Determine how many lines in the entries below include the word "metal", and reply with that number alone.

Information provided:
● ● ●
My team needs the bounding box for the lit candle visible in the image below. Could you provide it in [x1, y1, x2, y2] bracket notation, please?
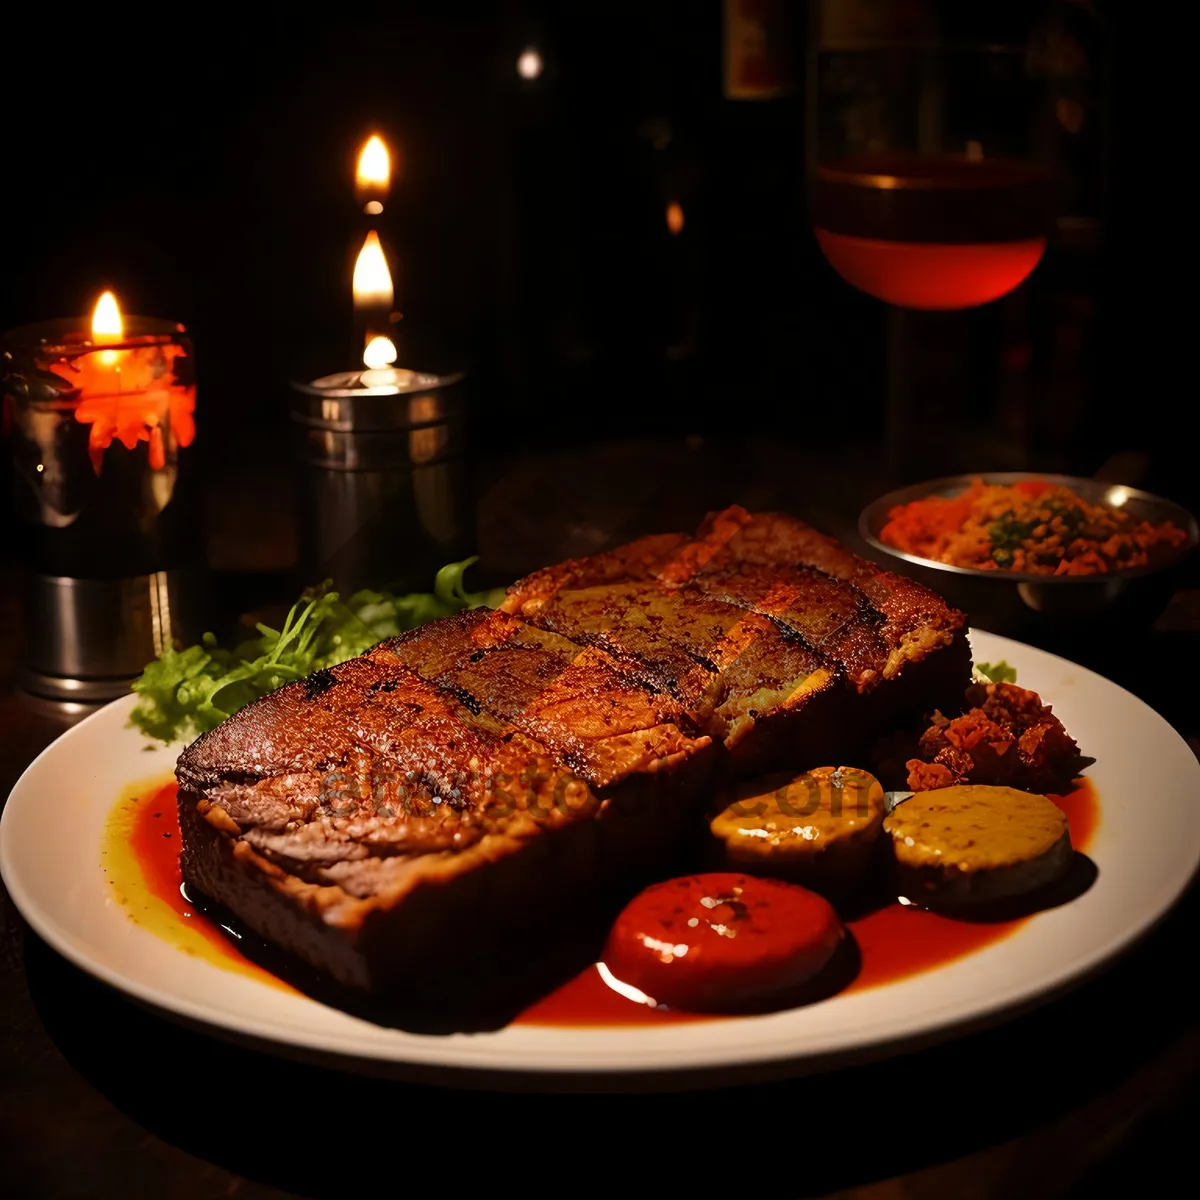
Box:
[92, 290, 122, 347]
[50, 291, 197, 473]
[286, 131, 467, 592]
[356, 134, 391, 215]
[363, 335, 398, 372]
[1, 300, 201, 700]
[353, 230, 397, 367]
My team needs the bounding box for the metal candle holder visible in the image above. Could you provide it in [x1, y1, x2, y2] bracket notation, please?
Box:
[288, 365, 470, 594]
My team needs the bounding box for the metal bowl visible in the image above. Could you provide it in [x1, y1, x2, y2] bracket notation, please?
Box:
[859, 473, 1199, 636]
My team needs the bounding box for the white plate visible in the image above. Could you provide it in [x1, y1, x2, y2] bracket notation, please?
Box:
[3, 630, 1199, 1087]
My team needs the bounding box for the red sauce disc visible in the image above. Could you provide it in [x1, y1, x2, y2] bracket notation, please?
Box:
● ● ●
Exercise result: 2